EXERCISE GOAL » Return exactly the span of lines that opens with the line containing "Exercise. Identify every instance of the grass lawn" and closes with the last line of the data, inclusive.

RECORDS »
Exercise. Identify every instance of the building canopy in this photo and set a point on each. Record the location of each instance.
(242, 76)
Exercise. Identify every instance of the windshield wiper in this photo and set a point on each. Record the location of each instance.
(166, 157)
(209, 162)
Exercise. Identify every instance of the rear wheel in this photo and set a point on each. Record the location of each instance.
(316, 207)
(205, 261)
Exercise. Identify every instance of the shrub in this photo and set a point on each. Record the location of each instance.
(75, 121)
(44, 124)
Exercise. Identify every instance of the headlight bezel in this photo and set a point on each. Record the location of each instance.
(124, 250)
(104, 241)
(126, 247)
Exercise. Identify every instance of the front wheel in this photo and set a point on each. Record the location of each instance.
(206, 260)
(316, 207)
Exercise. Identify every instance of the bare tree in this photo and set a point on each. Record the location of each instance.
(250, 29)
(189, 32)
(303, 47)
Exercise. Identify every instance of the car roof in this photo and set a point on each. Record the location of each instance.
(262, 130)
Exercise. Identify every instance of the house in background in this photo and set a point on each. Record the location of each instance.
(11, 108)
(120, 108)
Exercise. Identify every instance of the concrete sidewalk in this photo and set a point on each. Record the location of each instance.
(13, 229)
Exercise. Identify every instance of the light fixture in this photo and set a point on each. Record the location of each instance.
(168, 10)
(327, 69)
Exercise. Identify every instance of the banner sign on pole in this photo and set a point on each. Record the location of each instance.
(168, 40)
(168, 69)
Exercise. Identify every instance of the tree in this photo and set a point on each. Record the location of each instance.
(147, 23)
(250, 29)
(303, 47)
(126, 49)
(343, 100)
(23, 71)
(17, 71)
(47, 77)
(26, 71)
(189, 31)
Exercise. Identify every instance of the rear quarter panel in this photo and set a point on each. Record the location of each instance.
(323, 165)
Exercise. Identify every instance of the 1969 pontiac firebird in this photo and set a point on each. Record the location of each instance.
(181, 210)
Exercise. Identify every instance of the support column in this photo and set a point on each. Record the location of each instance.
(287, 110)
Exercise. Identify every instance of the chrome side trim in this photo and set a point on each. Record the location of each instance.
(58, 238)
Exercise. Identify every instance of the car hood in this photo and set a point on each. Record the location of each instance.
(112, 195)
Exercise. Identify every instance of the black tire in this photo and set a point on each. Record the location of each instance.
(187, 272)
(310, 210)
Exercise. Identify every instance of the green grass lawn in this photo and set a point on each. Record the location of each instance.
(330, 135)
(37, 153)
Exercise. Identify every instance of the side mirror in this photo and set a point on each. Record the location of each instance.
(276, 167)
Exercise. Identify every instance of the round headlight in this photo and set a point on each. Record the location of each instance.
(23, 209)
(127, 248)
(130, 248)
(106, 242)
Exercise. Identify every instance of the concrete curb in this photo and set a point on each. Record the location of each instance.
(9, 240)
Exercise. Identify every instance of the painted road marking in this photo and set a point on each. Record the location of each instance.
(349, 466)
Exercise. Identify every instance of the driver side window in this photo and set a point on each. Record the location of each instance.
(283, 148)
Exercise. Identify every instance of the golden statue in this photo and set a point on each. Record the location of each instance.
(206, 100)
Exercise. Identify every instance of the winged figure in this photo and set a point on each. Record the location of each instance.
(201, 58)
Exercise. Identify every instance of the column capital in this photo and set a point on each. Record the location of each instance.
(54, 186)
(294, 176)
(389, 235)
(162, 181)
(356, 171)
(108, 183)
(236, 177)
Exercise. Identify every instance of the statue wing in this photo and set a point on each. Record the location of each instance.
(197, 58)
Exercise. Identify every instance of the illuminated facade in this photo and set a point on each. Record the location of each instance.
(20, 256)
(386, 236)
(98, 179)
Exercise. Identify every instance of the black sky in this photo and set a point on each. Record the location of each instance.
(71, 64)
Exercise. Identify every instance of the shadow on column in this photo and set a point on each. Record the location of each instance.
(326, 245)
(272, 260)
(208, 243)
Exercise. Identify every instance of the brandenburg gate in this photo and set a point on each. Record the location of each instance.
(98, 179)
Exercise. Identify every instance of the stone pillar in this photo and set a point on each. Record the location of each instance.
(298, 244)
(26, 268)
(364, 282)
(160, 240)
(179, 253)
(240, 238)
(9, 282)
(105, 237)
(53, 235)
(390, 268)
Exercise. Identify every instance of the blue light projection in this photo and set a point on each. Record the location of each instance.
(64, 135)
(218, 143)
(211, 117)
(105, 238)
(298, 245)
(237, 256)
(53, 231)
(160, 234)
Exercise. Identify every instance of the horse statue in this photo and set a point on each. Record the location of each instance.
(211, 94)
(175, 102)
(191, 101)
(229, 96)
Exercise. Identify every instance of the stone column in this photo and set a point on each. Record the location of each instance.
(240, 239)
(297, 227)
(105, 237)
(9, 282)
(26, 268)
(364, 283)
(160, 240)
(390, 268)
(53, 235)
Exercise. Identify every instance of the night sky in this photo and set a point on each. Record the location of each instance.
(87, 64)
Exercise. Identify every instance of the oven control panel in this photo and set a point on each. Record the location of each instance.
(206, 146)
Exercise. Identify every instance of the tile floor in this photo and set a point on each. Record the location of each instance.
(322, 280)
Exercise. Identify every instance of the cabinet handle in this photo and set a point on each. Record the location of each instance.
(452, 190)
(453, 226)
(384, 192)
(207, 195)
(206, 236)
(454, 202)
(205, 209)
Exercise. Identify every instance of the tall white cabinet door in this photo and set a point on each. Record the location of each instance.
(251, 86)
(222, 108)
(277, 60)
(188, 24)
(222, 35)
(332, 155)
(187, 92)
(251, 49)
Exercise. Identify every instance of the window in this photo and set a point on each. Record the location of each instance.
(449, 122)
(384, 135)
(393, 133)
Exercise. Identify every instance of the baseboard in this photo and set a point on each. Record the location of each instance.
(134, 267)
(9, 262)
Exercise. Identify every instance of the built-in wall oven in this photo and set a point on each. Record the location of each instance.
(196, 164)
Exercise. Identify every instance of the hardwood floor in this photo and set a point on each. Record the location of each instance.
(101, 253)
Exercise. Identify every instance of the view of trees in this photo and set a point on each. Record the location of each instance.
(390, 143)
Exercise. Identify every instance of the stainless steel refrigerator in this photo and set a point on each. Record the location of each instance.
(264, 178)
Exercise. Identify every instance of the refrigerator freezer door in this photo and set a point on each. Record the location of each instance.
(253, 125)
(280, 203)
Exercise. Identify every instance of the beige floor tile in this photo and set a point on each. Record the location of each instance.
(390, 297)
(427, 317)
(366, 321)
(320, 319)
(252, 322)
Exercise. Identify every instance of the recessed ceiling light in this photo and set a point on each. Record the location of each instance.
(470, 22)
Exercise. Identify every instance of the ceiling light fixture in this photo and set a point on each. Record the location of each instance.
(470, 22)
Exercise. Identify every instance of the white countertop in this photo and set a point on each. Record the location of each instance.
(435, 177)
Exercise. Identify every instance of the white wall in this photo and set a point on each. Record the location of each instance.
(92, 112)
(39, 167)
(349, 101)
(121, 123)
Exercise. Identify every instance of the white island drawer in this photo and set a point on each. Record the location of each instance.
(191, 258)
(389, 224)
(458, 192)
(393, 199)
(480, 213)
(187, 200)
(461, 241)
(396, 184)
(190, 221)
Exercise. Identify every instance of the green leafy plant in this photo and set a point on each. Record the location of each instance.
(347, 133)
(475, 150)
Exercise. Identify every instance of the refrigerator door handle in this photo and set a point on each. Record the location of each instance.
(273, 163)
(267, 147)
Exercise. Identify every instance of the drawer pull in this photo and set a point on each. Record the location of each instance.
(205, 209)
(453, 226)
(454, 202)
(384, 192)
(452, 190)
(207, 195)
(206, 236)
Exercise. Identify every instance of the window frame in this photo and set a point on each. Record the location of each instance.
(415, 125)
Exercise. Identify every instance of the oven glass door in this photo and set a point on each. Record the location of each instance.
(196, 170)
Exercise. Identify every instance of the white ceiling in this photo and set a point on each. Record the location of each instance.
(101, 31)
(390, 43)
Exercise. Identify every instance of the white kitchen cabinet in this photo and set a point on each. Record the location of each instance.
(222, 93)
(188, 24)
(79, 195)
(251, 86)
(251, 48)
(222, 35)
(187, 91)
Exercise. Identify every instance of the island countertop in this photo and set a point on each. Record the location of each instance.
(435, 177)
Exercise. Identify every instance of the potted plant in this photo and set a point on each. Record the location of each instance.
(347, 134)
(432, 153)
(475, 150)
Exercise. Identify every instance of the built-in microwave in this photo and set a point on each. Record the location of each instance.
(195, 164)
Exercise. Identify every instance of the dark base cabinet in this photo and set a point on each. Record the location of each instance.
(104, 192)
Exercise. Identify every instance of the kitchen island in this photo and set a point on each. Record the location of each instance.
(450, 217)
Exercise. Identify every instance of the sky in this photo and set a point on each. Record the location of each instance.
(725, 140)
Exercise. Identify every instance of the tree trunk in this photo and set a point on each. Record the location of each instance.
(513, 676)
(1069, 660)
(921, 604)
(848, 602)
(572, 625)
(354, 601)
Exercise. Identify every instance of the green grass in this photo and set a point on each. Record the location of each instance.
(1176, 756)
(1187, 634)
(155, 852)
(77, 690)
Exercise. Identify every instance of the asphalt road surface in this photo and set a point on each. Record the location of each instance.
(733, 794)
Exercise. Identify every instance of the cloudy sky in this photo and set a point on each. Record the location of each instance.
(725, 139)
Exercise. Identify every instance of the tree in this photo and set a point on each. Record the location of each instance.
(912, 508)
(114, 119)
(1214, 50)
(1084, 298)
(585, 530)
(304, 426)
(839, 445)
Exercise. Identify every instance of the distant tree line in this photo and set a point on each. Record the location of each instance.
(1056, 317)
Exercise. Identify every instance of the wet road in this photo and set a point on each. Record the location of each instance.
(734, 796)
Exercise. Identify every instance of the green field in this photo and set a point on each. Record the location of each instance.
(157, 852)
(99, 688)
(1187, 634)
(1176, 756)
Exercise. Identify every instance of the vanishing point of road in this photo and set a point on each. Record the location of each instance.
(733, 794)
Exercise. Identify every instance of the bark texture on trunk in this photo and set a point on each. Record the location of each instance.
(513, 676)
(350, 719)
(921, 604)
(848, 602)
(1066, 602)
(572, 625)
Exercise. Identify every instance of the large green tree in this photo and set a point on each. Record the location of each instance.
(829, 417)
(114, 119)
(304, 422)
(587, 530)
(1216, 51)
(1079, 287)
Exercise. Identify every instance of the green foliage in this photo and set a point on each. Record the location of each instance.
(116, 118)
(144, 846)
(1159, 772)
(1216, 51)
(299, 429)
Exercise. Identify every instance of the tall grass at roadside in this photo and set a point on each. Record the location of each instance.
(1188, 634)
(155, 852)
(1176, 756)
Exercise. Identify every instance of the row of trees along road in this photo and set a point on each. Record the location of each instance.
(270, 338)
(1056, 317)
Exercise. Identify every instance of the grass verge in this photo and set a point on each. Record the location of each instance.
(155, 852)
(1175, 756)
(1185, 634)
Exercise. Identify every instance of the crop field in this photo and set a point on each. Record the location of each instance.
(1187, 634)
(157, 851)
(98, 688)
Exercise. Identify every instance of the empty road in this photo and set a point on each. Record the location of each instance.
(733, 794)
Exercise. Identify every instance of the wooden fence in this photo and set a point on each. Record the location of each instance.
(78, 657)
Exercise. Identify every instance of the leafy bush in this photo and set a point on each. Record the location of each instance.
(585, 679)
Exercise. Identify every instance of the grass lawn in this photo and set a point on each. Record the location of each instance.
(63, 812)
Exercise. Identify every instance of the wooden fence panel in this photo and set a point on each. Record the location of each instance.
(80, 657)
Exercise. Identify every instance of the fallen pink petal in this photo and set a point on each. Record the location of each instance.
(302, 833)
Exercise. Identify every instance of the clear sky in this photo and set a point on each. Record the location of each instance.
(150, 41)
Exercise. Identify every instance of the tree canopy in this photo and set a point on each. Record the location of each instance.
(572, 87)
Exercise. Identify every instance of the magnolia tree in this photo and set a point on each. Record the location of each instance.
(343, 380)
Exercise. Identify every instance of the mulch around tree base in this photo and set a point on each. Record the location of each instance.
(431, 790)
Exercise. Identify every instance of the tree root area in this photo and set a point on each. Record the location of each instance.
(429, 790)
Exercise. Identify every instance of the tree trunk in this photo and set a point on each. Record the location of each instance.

EXERCISE SOLUTION »
Exercise. Identify every instance of the grass lawn in this photo and set a point on each. Record the location of each instance.
(63, 812)
Exercise. Identify every instance of the wooden fence panel in this photo and set a point on each. Record the location of each instance.
(80, 657)
Exercise. Identify every instance of the fallen pink petal in this photo and set a point on each. Record the location of each instance.
(302, 833)
Exercise. Identify every instance of the clear sky in this photo and set a point on each. Record the location of each instance.
(150, 41)
Exercise. Identify every instance of the tree canopy in this photo and set a point on each. Record the location of each instance.
(572, 87)
Exercise. Identify every instance of the magnolia tree in this photo and set a point on each. Record the location of each instance.
(343, 380)
Exercise. Identify every instance of the mulch around tree base in this photo and set a point on each. Record the location of each instance.
(431, 790)
Exercise. Identify every instance of the tree root area in this photo and set a point on each. Record the location of each instance.
(429, 790)
Exercise. Identify every instance of the tree trunk in this photo and set a point on each. Record the location of each instance.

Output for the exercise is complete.